··· RECORDS FOR PROCESSING ···
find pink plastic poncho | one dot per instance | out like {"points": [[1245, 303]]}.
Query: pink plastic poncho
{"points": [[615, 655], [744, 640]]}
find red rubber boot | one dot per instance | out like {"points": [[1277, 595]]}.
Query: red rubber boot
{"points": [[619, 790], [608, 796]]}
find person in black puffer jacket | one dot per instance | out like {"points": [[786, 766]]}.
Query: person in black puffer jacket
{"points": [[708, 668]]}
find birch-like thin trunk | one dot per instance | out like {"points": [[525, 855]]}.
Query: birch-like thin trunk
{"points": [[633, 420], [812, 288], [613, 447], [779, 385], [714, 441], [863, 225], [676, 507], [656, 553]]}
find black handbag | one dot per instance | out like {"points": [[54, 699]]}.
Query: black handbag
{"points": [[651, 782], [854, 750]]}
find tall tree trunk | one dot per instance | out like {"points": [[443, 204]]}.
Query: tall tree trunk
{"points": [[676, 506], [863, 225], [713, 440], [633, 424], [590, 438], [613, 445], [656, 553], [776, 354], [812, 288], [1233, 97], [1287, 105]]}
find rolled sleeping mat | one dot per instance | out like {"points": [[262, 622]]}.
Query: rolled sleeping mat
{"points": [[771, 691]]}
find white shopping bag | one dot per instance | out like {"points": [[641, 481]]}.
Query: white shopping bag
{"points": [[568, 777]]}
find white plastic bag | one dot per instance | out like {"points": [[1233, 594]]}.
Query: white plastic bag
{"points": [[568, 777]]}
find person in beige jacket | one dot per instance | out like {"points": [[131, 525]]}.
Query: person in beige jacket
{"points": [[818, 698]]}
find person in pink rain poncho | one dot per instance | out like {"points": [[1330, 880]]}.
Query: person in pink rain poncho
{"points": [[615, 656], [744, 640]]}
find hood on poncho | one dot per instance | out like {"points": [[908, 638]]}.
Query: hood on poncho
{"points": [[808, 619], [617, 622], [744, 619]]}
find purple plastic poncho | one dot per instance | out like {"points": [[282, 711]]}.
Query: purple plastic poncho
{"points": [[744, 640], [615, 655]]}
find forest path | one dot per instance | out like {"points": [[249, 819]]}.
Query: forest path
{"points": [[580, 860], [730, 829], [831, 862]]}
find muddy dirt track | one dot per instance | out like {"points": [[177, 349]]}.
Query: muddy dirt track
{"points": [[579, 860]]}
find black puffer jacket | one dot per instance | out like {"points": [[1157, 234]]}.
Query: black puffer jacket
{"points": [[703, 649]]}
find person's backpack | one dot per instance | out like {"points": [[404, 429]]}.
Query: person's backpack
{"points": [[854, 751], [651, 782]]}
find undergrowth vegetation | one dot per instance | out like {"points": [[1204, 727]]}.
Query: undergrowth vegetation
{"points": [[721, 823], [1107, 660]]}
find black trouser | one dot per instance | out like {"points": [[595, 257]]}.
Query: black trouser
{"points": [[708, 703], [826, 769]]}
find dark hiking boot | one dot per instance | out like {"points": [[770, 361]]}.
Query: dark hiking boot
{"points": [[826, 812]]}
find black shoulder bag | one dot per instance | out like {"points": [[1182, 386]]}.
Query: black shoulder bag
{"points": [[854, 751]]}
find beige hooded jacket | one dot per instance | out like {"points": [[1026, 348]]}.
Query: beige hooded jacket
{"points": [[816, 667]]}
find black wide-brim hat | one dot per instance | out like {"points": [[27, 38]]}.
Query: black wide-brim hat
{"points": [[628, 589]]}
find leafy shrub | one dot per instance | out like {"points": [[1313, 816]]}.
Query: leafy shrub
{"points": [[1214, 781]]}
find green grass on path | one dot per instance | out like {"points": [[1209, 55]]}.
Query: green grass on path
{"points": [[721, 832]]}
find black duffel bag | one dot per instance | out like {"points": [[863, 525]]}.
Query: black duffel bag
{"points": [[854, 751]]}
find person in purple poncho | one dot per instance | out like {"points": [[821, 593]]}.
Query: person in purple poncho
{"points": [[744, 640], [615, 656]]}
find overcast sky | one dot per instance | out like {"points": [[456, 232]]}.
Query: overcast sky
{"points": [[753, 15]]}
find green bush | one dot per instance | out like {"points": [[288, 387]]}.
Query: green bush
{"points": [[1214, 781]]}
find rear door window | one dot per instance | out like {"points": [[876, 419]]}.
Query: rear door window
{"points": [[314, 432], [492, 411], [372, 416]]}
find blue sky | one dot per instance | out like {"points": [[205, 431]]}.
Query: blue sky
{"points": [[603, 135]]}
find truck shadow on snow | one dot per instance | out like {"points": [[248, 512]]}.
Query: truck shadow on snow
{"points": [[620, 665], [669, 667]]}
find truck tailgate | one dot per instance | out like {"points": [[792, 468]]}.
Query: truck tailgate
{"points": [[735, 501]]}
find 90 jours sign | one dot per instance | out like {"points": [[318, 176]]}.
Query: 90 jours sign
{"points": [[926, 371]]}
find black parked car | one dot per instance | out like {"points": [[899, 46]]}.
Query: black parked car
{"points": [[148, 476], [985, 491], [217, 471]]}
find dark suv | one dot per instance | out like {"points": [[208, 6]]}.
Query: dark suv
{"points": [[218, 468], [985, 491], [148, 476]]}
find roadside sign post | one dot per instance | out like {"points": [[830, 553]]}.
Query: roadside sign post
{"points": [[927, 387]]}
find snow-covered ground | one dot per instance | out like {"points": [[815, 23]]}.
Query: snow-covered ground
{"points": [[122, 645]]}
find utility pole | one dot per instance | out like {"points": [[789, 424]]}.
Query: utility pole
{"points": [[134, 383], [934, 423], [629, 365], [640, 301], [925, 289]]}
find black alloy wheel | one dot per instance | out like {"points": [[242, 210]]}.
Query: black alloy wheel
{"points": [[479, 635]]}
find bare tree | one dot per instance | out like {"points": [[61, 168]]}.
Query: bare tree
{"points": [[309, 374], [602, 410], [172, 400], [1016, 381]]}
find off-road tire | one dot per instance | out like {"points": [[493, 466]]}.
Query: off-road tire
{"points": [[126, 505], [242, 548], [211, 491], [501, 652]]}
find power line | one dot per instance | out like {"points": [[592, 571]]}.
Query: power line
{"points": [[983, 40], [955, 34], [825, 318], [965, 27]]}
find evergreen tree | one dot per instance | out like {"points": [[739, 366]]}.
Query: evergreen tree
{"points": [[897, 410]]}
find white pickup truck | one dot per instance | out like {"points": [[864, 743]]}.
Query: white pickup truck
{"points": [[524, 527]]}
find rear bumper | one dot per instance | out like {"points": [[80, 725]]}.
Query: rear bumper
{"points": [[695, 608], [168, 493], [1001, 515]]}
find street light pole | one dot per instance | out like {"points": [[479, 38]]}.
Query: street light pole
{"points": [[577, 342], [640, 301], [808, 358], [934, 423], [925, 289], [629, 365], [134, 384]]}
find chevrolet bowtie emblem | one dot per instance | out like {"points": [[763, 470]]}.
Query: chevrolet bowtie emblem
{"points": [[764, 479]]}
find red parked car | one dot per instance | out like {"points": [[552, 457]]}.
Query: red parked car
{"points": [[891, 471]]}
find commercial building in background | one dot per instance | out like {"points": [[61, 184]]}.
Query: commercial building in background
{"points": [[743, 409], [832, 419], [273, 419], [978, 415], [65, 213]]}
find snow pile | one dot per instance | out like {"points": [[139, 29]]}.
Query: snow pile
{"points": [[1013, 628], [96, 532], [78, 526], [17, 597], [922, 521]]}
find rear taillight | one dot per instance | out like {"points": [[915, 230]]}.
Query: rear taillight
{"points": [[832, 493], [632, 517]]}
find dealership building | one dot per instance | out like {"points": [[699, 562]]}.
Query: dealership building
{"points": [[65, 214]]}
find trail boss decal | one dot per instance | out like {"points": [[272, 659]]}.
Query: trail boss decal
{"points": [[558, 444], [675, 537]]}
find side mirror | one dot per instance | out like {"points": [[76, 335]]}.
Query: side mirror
···
=== YOUR INSTRUCTIONS ===
Using the entries above, please restate each one word for word.

=== EXERCISE ANSWER ===
find pink plastic poncho | one dot per instance | out like {"points": [[1245, 303]]}.
Query: pink plastic poncho
{"points": [[615, 655], [744, 640]]}
find red rubber boot | one dot per instance | out like {"points": [[1277, 595]]}.
Query: red rubber boot
{"points": [[619, 790], [608, 796]]}
find person in black puffer jacket | one dot per instance | out like {"points": [[786, 766]]}.
Query: person in black puffer jacket
{"points": [[708, 668]]}
find birch-like thin trunk | one dot per instance | out like {"points": [[525, 855]]}.
Query: birch-like thin trunk
{"points": [[633, 420], [812, 288], [613, 447], [779, 385], [714, 441], [863, 225], [676, 507], [656, 553]]}
find black handbag | one dot per instance | out like {"points": [[54, 699]]}.
Query: black handbag
{"points": [[651, 782], [854, 750]]}
find tall tree trunk | one dot per instance | out like {"points": [[443, 204]]}.
Query: tall tree trunk
{"points": [[676, 506], [863, 225], [713, 440], [633, 424], [590, 438], [613, 445], [656, 553], [776, 354], [812, 288], [1233, 97], [1287, 105]]}
find rolled sleeping mat | one dot per instance | out like {"points": [[262, 622]]}.
Query: rolled sleeping mat
{"points": [[771, 691]]}
find white shopping bag | one dot per instance | out like {"points": [[641, 481]]}.
Query: white shopping bag
{"points": [[568, 777]]}
find white plastic bag | one dot per instance | out like {"points": [[1233, 594]]}.
Query: white plastic bag
{"points": [[568, 777]]}
find person in beige jacket | one dot per instance | out like {"points": [[131, 525]]}.
Query: person in beige jacket
{"points": [[818, 698]]}
find person in pink rain poncho | one dot per instance | out like {"points": [[1330, 880]]}.
Query: person in pink rain poncho
{"points": [[615, 656], [744, 640]]}
find hood on poncho | one dot per instance | out like {"points": [[908, 638]]}.
Query: hood on poncho
{"points": [[808, 619], [617, 622], [744, 619]]}
find purple plastic poncho | one dot per instance | out like {"points": [[282, 711]]}.
Query: purple plastic poncho
{"points": [[744, 640], [615, 655]]}
find forest path | one dot per instance | out like {"points": [[249, 819]]}.
Query: forest path
{"points": [[580, 860], [730, 829], [831, 862]]}
find muddy dirt track | one dot per instance | out like {"points": [[177, 349]]}.
Query: muddy dirt track
{"points": [[579, 860]]}
find black puffer jacket | one dot per instance | out like {"points": [[1157, 234]]}.
Query: black puffer jacket
{"points": [[703, 649]]}
find person's backpack | one dot per instance | out like {"points": [[404, 429]]}.
Query: person's backpack
{"points": [[854, 751], [651, 782]]}
find undergrowth vegetation | one dot per instance | out like {"points": [[1204, 727]]}.
Query: undergrowth vegetation
{"points": [[721, 823], [1107, 660]]}
find black trouser | one dot per instance | out like {"points": [[595, 257]]}.
Query: black trouser
{"points": [[708, 703], [826, 769]]}
find dark hiking boot | one dot per instance | out like {"points": [[770, 361]]}.
Query: dark hiking boot
{"points": [[826, 812]]}
find black shoulder bag | one dot per instance | out like {"points": [[1182, 386]]}.
Query: black shoulder bag
{"points": [[854, 751]]}
find beige hooded jacket | one dot per instance | out like {"points": [[1026, 348]]}.
Query: beige hooded jacket
{"points": [[816, 667]]}
find black wide-brim hat | one dot per instance | out like {"points": [[27, 38]]}.
Query: black wide-brim hat
{"points": [[628, 589]]}
find leafy shrub | one dot per instance | out like {"points": [[1313, 816]]}.
Query: leafy shrub
{"points": [[1214, 781]]}
find green grass on path | one dot per instance | out like {"points": [[1209, 55]]}.
Query: green grass on path
{"points": [[721, 832]]}
find black duffel bag | one dot per instance | out like {"points": [[863, 525]]}.
Query: black duffel bag
{"points": [[854, 751]]}
find person in purple poncho | one dot per instance | out like {"points": [[821, 593]]}.
Query: person in purple poncho
{"points": [[744, 640], [615, 656]]}
find overcast sky | one dot per instance | out like {"points": [[456, 232]]}.
Query: overcast sky
{"points": [[753, 15]]}
find green bush | one dot per instance | out like {"points": [[288, 387]]}.
Query: green bush
{"points": [[1214, 781]]}
find rear door window | one dot per instance | out like {"points": [[876, 419]]}.
Query: rear door window
{"points": [[314, 432], [492, 411], [372, 416]]}
find blue sky | one dot per instance | out like {"points": [[205, 431]]}.
Query: blue sky
{"points": [[603, 135]]}
find truck shadow on snow | one dot per instance | out like {"points": [[248, 512]]}.
Query: truck shadow on snow
{"points": [[620, 665], [669, 667]]}
find truck tailgate | one dot per instance | out like {"points": [[792, 468]]}.
Query: truck tailgate
{"points": [[735, 501]]}
find 90 jours sign | one dot per instance | out like {"points": [[318, 176]]}.
Query: 90 jours sign
{"points": [[926, 371]]}
find black parked car | one dot per instance | out like {"points": [[899, 46]]}.
Query: black parked car
{"points": [[148, 476], [985, 491], [217, 471]]}
find dark suv | one dot per instance | out like {"points": [[208, 6]]}.
Query: dark suv
{"points": [[218, 468], [985, 491], [148, 476]]}
find roadside sign post | one dot per instance | out like {"points": [[830, 553]]}.
Query: roadside sign post
{"points": [[927, 387]]}
find snow-covered ground | one dot per instance | out like {"points": [[815, 23]]}.
Query: snow-covered ground
{"points": [[122, 645]]}
find utility pole | one dot per instance | out like {"points": [[789, 424]]}.
Query: utility pole
{"points": [[134, 383], [934, 423], [629, 365], [640, 301], [925, 289]]}
find black alloy wheel | one dot per instance | out like {"points": [[242, 210]]}.
Query: black alloy wheel
{"points": [[479, 635]]}
find bare tree | one dot per instance | out like {"points": [[61, 168]]}.
Query: bare tree
{"points": [[309, 374], [602, 410], [172, 400], [1016, 381]]}
find off-road tire | one dot per instance | out like {"points": [[493, 466]]}.
Query: off-road tire
{"points": [[126, 505], [242, 548], [211, 491], [501, 652]]}
find power line | one dot per instance | out like {"points": [[592, 571]]}.
Query: power line
{"points": [[983, 40], [955, 34], [825, 318], [965, 27]]}
find evergreen tree | one dot per instance | out like {"points": [[739, 366]]}.
Query: evergreen tree
{"points": [[897, 410]]}
find white pickup truck | one dot per instance | out like {"points": [[864, 743]]}.
Query: white pickup truck
{"points": [[524, 527]]}
find rear bumper | one dot per instance | out like {"points": [[80, 725]]}.
Query: rear bumper
{"points": [[695, 608], [168, 493], [1001, 515]]}
find street light pole | one dot per instance | out like {"points": [[479, 38]]}.
Query: street light pole
{"points": [[577, 342], [640, 301], [808, 358], [934, 423], [925, 289], [629, 365], [134, 384]]}
find chevrolet bowtie emblem | one dot per instance | out like {"points": [[763, 470]]}.
Query: chevrolet bowtie emblem
{"points": [[764, 479]]}
find red parked car | one dot per instance | out like {"points": [[552, 457]]}.
Query: red parked car
{"points": [[891, 471]]}
find commercial building in background | one dot per instance | out like {"points": [[61, 184]]}.
Query: commercial building in background
{"points": [[743, 409], [832, 419], [273, 419], [978, 415], [65, 213]]}
find snow pile | one dot per instance | out like {"points": [[139, 29]]}.
Query: snow pile
{"points": [[1013, 628], [96, 532], [78, 526], [17, 597], [922, 521]]}
find rear taillight | one dot per instance | out like {"points": [[915, 230]]}.
Query: rear taillight
{"points": [[832, 493], [632, 517]]}
find dealership building | one dot per instance | out like {"points": [[699, 562]]}.
Query: dealership building
{"points": [[65, 214]]}
find trail boss decal | one dot per instance | out like {"points": [[272, 659]]}.
Query: trail boss decal
{"points": [[558, 444], [675, 537]]}
find side mirror | one dot per instance | out like {"points": [[76, 335]]}.
Query: side mirror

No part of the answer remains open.